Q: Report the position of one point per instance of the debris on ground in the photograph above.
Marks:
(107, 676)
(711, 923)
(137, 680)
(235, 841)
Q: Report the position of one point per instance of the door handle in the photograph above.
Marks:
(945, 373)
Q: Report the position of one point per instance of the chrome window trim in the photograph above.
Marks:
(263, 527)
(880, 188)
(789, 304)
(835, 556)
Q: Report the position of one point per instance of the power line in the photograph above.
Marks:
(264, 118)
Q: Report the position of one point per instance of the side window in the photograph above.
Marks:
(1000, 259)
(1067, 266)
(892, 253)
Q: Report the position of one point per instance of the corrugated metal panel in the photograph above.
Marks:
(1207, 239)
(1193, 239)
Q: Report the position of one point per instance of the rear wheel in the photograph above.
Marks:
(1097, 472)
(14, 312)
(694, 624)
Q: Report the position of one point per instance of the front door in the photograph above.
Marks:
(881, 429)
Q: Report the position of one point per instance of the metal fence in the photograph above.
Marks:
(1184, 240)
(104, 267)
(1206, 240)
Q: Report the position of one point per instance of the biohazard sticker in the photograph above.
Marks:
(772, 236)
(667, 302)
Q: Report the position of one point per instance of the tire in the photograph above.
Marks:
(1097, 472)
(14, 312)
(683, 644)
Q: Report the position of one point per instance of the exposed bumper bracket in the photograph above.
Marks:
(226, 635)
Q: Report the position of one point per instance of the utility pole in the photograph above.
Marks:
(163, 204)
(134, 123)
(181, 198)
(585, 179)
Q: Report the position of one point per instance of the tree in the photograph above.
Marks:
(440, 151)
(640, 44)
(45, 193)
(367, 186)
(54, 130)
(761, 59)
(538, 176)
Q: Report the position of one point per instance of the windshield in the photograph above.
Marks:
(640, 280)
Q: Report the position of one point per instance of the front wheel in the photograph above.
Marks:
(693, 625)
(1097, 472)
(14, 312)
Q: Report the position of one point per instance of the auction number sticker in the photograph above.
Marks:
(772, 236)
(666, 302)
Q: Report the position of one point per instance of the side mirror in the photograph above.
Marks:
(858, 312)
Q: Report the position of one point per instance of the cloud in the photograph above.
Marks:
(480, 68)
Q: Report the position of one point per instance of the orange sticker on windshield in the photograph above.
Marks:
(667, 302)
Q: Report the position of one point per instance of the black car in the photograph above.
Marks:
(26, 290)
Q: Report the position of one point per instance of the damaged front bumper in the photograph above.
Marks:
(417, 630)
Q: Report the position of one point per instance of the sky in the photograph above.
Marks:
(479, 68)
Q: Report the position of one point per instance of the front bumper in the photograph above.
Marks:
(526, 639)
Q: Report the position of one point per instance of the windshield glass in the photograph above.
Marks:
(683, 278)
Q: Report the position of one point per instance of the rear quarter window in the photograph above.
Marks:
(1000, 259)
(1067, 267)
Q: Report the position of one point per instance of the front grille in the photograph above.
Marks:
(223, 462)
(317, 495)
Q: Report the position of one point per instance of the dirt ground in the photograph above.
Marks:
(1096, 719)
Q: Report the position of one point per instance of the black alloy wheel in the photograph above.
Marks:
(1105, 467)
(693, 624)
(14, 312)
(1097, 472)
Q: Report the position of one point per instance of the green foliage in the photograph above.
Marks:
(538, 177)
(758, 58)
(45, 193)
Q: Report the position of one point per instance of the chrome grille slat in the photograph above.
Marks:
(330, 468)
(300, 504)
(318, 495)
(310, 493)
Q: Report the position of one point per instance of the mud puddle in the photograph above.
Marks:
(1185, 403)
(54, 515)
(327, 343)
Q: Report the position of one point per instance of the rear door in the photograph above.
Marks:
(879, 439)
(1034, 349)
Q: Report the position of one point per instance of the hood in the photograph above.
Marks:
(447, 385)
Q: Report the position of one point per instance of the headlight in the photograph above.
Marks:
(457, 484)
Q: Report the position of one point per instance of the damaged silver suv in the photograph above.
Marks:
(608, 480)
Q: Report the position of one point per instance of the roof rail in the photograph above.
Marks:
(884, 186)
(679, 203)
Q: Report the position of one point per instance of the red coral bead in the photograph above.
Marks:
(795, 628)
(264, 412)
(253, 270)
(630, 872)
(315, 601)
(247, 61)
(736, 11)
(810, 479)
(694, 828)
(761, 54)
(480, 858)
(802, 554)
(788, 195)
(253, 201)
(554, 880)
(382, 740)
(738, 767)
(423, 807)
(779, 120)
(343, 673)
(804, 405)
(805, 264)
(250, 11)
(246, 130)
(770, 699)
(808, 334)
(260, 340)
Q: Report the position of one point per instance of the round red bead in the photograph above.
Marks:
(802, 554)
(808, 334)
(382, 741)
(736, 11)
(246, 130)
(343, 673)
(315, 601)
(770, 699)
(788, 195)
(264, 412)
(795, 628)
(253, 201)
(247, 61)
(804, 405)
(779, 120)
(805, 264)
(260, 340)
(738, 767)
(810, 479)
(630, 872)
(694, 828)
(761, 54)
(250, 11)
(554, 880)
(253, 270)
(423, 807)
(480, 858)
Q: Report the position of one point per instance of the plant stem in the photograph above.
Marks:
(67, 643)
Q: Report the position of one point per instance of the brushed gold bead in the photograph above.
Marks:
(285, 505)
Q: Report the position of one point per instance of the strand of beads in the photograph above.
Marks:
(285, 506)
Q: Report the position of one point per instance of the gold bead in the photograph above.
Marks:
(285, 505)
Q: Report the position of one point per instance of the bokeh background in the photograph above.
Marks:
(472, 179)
····················
→ Task brief
Filter the material for the word "grille" and copy each matching line.

→ Answer space
Q: Report the position of one point per instance of the front grille in the photograph above.
Q: Report the position of one point per instance of the chrome grille slat in the photograph above.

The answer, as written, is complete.